++++ Material for the task ++++

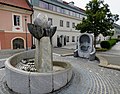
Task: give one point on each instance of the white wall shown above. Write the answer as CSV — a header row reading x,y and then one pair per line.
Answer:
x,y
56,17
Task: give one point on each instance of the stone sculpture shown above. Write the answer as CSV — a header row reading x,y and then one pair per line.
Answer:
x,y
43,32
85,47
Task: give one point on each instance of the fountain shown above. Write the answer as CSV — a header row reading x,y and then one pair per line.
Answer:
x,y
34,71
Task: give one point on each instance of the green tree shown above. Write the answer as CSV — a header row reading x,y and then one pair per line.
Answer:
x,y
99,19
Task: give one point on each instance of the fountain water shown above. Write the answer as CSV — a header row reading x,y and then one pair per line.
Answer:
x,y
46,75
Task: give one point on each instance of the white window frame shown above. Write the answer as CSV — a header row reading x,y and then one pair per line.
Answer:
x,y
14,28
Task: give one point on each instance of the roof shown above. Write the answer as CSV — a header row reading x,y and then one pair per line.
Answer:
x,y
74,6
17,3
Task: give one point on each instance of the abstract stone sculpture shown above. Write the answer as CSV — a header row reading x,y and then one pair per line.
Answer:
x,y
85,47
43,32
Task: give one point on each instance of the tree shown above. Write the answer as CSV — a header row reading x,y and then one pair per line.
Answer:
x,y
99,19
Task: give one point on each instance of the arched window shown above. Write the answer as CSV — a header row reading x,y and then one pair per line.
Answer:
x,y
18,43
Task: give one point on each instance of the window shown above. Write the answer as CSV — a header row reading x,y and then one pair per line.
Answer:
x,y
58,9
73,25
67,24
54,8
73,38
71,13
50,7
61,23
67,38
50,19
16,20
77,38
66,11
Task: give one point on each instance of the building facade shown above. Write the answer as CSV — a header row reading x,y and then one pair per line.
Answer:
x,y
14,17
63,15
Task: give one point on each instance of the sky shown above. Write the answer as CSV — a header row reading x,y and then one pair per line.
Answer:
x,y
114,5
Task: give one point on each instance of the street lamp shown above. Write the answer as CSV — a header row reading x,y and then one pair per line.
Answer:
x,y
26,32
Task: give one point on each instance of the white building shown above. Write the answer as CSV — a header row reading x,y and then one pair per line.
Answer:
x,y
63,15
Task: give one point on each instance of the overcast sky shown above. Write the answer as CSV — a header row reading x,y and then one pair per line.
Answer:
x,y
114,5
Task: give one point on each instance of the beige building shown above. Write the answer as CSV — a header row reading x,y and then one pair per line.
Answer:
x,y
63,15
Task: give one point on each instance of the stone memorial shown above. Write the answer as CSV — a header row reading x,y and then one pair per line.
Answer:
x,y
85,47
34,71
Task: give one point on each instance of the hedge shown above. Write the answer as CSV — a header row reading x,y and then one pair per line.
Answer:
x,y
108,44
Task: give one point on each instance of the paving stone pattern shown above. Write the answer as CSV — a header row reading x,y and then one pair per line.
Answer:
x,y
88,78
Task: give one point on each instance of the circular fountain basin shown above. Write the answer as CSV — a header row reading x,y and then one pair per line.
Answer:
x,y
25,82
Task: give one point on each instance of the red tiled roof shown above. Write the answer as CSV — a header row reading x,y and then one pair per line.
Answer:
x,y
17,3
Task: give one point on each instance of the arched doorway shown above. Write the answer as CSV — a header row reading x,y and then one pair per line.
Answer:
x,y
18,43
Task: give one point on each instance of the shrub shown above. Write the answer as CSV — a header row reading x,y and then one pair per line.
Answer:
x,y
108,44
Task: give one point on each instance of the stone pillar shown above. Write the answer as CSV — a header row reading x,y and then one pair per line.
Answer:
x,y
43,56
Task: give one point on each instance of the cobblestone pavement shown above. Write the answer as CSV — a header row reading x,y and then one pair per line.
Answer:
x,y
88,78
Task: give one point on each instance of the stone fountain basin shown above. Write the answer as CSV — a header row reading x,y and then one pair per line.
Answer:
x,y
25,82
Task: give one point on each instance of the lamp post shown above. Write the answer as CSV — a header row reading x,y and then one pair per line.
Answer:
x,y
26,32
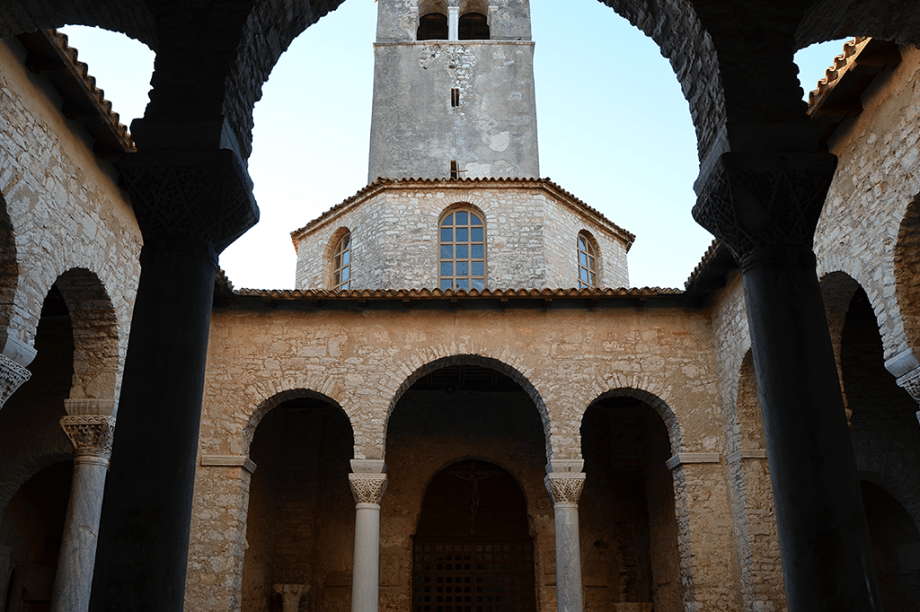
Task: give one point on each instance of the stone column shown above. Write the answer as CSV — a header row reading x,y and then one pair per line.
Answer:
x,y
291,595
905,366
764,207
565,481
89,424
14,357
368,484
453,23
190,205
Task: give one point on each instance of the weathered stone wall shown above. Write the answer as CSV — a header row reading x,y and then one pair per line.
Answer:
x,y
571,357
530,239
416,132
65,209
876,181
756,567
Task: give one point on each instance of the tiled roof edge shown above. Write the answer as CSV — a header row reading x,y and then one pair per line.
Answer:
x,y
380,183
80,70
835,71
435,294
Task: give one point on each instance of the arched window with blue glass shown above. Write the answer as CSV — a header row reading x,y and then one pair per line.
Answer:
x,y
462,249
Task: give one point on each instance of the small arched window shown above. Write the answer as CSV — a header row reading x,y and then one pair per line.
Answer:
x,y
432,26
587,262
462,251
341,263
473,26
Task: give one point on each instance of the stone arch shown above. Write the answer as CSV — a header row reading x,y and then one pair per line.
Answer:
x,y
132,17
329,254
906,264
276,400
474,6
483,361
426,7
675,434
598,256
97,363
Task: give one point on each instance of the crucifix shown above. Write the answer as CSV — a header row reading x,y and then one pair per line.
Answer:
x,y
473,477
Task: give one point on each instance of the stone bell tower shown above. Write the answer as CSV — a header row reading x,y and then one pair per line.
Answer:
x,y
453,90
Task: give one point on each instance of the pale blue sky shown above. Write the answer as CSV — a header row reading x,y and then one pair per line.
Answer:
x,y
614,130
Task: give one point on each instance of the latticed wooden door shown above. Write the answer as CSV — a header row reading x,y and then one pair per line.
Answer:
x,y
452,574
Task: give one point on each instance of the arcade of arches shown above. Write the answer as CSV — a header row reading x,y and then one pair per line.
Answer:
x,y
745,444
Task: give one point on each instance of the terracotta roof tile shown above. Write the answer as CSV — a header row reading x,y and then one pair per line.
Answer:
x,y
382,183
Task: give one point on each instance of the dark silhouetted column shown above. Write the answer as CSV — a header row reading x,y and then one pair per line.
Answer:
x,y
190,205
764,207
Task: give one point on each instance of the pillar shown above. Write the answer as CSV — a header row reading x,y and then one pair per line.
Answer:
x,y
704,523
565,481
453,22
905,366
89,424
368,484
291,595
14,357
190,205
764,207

++++

- _Goal of the exercise_: Could you transcribe all of the data exactly, keeping every picture out of the copy?

- _Result of the task_:
Task: give one point on each instance of the white wall shown above. Write the answer as CSV — a header row reading x,y and then one pair per line.
Answer:
x,y
56,17
Task: give one point on each instance of the stone sculpture shown above. Write the answer as CSV — a header row reading x,y and then one pair per line.
Answer:
x,y
43,32
85,47
Task: give one point on each instance of the fountain shown above. Write the answer as CSV — a header row reading x,y and then one pair per line.
Answer:
x,y
34,71
Task: give one point on each instance of the green tree shown above. Write the answer as CSV — a header row reading x,y and then one pair per line.
Answer:
x,y
99,19
Task: give one point on each instance of the fountain water shown above. Write the answer as CSV — a header row reading x,y and then one pair per line.
Answer:
x,y
46,75
Task: give one point on each instance of the white window frame shown above. Write the answer as CSV — a header row reading x,y and then one pair per line.
Answer:
x,y
14,28
Task: give one point on each instance of the roof shown above. Write the answer as CSV — a header row reading x,y and then one pair per line.
Answer:
x,y
74,6
17,3
Task: give one point on each instance of the abstract stone sculpture shown above. Write the answer as CSV — a header row reading x,y and then one pair per line.
Answer:
x,y
85,47
43,32
Task: give one point on each instance of the tree shown above. Write the answer as CSV — a header row reading x,y and then one pair per line.
Answer:
x,y
99,19
Task: give one point on each instance of the arched window shown above. Write the answer as CSV — a header row reading x,y and then one pair per line.
Answer:
x,y
18,43
Task: give one point on each instance of the window shown above. Write the answer as CSV — a header row reading x,y and then one pair per line.
Answer:
x,y
58,9
73,25
67,24
54,8
73,38
71,13
50,7
61,23
67,38
50,19
16,20
77,38
66,11
Task: give one point on each instance of the building facade shown above. Write the answer as CSV — a header row reading x,y and then one pair per line.
Answer:
x,y
14,17
63,15
Task: give one point on each instance of the sky shown above. Write the answer as CSV — a header row reading x,y and then one pair per line.
Answer:
x,y
114,5
Task: give one point on each instance of the street lamp shown above. Write the answer as CSV — a header row reading x,y and then one pair per line.
Answer:
x,y
26,32
Task: give one point on each instance of the white building shown above. Write the answer as CSV — a header row reading x,y and then one pair per line.
Answer:
x,y
63,15
Task: give one point on each instance of the overcast sky shown above. Write the answer as CSV — a header row reading x,y and then one pair per line.
Answer:
x,y
114,5
Task: give one point on each instance of the beige building shown above. Write the answer as CSV — a header row reading x,y and then one pair per line.
Answer:
x,y
63,15
Task: give one point on each instance of the stone memorial shown above. Write the answer as CSV — a header row reading x,y and then one pair per line.
Answer:
x,y
85,47
34,71
Task: give one point on each instance of the hedge shown above. Write the answer as CSV — a header row reading x,y and then one pair per line.
Answer:
x,y
108,44
Task: give one point on each instance of the paving stone pattern shown above. Write the answer as CSV — a header row reading x,y and then one pair per line.
Answer:
x,y
88,78
Task: give one point on each instance of the circular fountain basin shown above. Write the answer as CSV — a header row reading x,y and then one pair per line.
Answer:
x,y
25,82
Task: give one point on each instance of the red tiled roof shown above. Write the answer as CSV — a header row reading x,y and then one pair per line.
Answer:
x,y
17,3
Task: give one point on each instance of the arched doorway shown above. Write the answer as CSV — a header row reading x,y and then one pair per line.
Answer:
x,y
18,43
Task: give one point on each instance of the shrub shown above. Write the answer as CSV — a header row reading x,y and then one pair per line.
Answer:
x,y
108,44
Task: give one point on each instance of the stone pillar shown above. Write the answer as CSV — a header row reading x,y and then one pair per line.
Answer:
x,y
43,56
Task: give one point on each instance of the cobblestone pavement shown above. Write the answer as CSV — a header row reading x,y and then one pair per line.
Answer:
x,y
88,78
Task: give one point on each instance of the stone fountain basin shown above. Write the answer as CSV — a header row reading x,y and then one pair per line.
Answer:
x,y
25,82
Task: give one point on each instance of the lamp post shown above. Write the answer as CSV — a header row reading x,y and then one pair per line.
Answer:
x,y
26,32
Task: give one point on each instance of the stone column shown above. Write the answer as CSV — a header row reading x,y and then one pair per line.
Answer:
x,y
291,595
905,366
764,207
565,481
89,424
14,357
368,484
453,23
190,205
Task: give one point on each instance of the weathered stone wall shown above. Write the answer as CSV — a header row reading x,y and then one pair per line.
Answer:
x,y
571,357
530,239
416,132
65,209
876,181
756,567
Task: give one point on each instance of the tiled roof edge shown above. Write the answer as CSV — a header row reading x,y and then one pair per line.
Answer:
x,y
380,183
80,70
835,71
435,294
Task: give one point on each instance of the arched window with blue glass shown above. Write the answer as CSV — a header row reading x,y and then one pair per line.
Answer:
x,y
462,249
Task: give one point on each instance of the small arched window shown above. Write the answer as CSV — a header row reading x,y and then one pair per line.
Answer:
x,y
432,26
587,262
462,251
341,263
473,26
Task: give one point on each instance of the stone arch shown above. Write the answer as CSV — a header row reading x,y and then one pair per line.
Answer:
x,y
132,17
329,254
906,264
276,400
474,6
483,361
426,7
675,434
598,256
97,363
Task: give one point on each instance of the crucifix shown above. Write the answer as CSV — a header row reading x,y and then one pair per line.
Answer:
x,y
473,477
Task: give one point on each instance of the stone bell tower shown above. Write the answer as CSV — a header row reading x,y and then one pair per line.
Answer:
x,y
453,90
Task: give one point on each instance of the pale blue sky shown above. Write the answer as CSV — a header row reading x,y and then one pair per line.
Answer:
x,y
614,130
Task: give one point on each instance of the latticed wooden door shown above. Write the answer as CSV — a header row reading x,y and then one pair per line.
Answer:
x,y
452,574
Task: give one point on each instance of the arcade of arches shown above. Write the answer as CSV — a header row reading x,y and then one pair per line.
Answer:
x,y
745,444
Task: give one point on each instance of the terracotta roof tile shown above. Write the answer as CSV — a header row reading x,y and then one pair per line.
Answer:
x,y
382,183
Task: give one point on each instance of the dark silhouetted column shown above. Write the answer as CSV — a header row reading x,y and then one pair per line.
Answer:
x,y
190,205
764,207
Task: give one point on each instance of the pillar shown above. Write the answer as CSV — a header row reading x,y and then one pair per line.
Answer:
x,y
704,523
565,481
453,22
905,366
89,424
368,484
291,595
14,357
190,205
764,207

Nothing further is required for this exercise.